** START **

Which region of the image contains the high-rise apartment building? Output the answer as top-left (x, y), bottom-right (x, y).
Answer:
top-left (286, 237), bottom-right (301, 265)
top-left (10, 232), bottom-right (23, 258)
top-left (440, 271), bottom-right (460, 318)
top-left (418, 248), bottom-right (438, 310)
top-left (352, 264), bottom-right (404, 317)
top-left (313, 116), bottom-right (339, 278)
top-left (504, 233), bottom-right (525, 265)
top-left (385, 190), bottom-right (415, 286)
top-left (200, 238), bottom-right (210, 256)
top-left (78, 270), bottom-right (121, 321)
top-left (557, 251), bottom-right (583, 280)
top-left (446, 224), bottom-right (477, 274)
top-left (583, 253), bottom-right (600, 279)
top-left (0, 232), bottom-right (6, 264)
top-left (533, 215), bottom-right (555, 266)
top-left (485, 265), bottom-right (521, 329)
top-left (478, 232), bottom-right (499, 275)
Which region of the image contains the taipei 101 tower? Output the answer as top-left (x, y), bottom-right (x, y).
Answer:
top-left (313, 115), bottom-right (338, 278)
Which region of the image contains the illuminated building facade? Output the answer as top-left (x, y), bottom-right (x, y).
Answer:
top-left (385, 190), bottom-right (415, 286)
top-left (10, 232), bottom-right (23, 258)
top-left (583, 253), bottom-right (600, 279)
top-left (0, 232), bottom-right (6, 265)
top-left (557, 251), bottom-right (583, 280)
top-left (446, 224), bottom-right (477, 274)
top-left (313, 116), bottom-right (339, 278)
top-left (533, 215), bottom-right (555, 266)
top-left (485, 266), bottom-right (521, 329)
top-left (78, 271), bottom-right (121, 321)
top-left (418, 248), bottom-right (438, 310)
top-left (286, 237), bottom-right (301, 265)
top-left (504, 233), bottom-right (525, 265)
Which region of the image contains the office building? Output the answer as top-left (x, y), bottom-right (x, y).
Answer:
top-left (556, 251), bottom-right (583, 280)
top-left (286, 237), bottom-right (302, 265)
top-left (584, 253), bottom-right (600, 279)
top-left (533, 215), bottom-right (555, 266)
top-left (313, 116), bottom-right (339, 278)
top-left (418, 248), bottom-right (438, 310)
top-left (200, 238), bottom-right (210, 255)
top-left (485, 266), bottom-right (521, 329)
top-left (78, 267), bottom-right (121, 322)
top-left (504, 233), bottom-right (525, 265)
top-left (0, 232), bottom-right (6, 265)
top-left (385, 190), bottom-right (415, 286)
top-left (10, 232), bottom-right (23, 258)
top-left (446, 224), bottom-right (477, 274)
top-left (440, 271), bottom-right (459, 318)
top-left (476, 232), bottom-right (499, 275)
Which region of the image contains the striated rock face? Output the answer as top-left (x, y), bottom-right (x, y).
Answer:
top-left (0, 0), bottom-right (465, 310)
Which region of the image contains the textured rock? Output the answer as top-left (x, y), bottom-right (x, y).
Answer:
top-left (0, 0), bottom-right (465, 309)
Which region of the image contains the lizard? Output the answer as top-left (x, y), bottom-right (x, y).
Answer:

** END **

Do this -
Output all of the records above verbatim, character for character, with nothing added or changed.

Task output -
Which region of the image contains the high-rise apartment building? Output the answer as top-left (x, y), bottom-right (x, y).
Answer:
top-left (286, 237), bottom-right (301, 265)
top-left (10, 232), bottom-right (23, 258)
top-left (440, 271), bottom-right (460, 318)
top-left (418, 248), bottom-right (438, 310)
top-left (352, 264), bottom-right (404, 317)
top-left (313, 116), bottom-right (339, 278)
top-left (504, 233), bottom-right (525, 265)
top-left (385, 190), bottom-right (415, 286)
top-left (200, 238), bottom-right (210, 256)
top-left (78, 270), bottom-right (121, 321)
top-left (557, 251), bottom-right (583, 280)
top-left (446, 224), bottom-right (477, 274)
top-left (583, 253), bottom-right (600, 279)
top-left (0, 232), bottom-right (6, 264)
top-left (533, 215), bottom-right (555, 266)
top-left (485, 265), bottom-right (521, 329)
top-left (478, 232), bottom-right (499, 275)
Which region of the image contains the taipei 101 tower? Output the answer as top-left (x, y), bottom-right (x, y).
Answer:
top-left (313, 115), bottom-right (338, 278)
Which region of the image contains the illuminated building facade? Output the answer as top-left (x, y), bottom-right (x, y).
Answer:
top-left (385, 190), bottom-right (415, 286)
top-left (10, 232), bottom-right (23, 258)
top-left (583, 253), bottom-right (600, 279)
top-left (0, 232), bottom-right (6, 265)
top-left (557, 251), bottom-right (583, 280)
top-left (446, 224), bottom-right (477, 274)
top-left (313, 116), bottom-right (339, 278)
top-left (533, 215), bottom-right (555, 266)
top-left (485, 266), bottom-right (521, 329)
top-left (78, 271), bottom-right (121, 321)
top-left (418, 248), bottom-right (438, 310)
top-left (286, 237), bottom-right (301, 265)
top-left (504, 233), bottom-right (525, 265)
Which region of the image contains the office building? Output the answer as top-left (x, y), bottom-right (x, y).
Answer:
top-left (556, 251), bottom-right (583, 280)
top-left (286, 237), bottom-right (302, 265)
top-left (584, 253), bottom-right (600, 279)
top-left (533, 215), bottom-right (555, 266)
top-left (313, 116), bottom-right (339, 278)
top-left (418, 248), bottom-right (438, 310)
top-left (200, 238), bottom-right (210, 255)
top-left (485, 266), bottom-right (521, 329)
top-left (78, 267), bottom-right (121, 322)
top-left (504, 233), bottom-right (525, 265)
top-left (0, 232), bottom-right (6, 265)
top-left (385, 190), bottom-right (415, 286)
top-left (10, 232), bottom-right (23, 258)
top-left (446, 224), bottom-right (477, 274)
top-left (440, 271), bottom-right (459, 318)
top-left (476, 232), bottom-right (499, 275)
Which region of the image contains the striated rock face? Output the answer as top-left (x, y), bottom-right (x, y).
Answer:
top-left (0, 0), bottom-right (465, 310)
Which region of the image contains the textured rock? Output the answer as top-left (x, y), bottom-right (x, y).
Answer:
top-left (0, 0), bottom-right (465, 309)
Which region of the image contains the lizard? Output the answer as top-left (x, y), bottom-right (x, y).
Answer:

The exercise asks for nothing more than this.